### STATED PROBLEM
Starting at the line that contains "hook for player-tracking calibration." and ending after the line that contains "[502,344,534,378]", reproduce only those lines, requests included. Rescale each bounding-box coordinate in the answers by a factor of 1.2 and round it to the nearest whole number, with halves rounded up.
— START DATASET RECORDS —
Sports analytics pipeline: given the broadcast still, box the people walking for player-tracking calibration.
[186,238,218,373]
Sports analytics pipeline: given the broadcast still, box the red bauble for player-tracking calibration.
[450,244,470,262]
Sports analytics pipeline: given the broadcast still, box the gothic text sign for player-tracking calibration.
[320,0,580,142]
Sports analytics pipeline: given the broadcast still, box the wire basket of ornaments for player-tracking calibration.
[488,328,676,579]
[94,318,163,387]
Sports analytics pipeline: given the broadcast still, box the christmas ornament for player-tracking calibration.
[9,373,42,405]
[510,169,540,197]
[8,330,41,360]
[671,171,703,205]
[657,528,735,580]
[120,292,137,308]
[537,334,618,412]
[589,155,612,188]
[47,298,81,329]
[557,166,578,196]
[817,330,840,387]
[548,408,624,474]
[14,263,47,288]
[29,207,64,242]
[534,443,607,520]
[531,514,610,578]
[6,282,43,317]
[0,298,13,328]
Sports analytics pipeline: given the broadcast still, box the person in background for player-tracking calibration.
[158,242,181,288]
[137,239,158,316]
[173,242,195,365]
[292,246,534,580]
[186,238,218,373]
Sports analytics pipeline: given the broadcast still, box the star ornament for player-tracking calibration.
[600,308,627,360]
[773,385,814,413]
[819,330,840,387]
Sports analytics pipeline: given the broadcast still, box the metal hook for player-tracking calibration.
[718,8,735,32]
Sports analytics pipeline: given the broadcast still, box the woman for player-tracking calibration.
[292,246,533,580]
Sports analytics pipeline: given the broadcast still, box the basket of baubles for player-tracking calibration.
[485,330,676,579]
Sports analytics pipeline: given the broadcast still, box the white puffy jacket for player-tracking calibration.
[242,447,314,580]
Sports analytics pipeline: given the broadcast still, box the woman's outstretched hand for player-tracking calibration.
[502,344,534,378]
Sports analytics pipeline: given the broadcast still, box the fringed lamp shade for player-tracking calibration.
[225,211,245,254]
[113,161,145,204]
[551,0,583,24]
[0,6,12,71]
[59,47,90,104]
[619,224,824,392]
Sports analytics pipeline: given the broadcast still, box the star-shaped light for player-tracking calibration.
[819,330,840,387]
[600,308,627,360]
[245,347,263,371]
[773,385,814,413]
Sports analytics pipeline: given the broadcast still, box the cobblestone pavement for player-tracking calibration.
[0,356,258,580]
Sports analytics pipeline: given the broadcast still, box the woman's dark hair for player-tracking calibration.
— END DATASET RECORDS —
### COMPLETED TASK
Sports analytics pipeline: given the broadcast still, box the metal hook for player-tracking calibration.
[862,10,882,38]
Sports analytics pipeline: given the broadcast still, box the woman for player-tracking calibration.
[350,295,640,696]
Sports analytics pipeline: given the broadcast still, box the basket of baubles for player-tracking calibration.
[582,396,811,695]
Sports analytics pipeline: given the broadcast still, box the white puffy jacket for player-tracking calibration.
[290,536,377,696]
Sports analytics pipeline: given the broadcast still, box the woman's outstretched hand for player-tracking calibration.
[602,413,641,454]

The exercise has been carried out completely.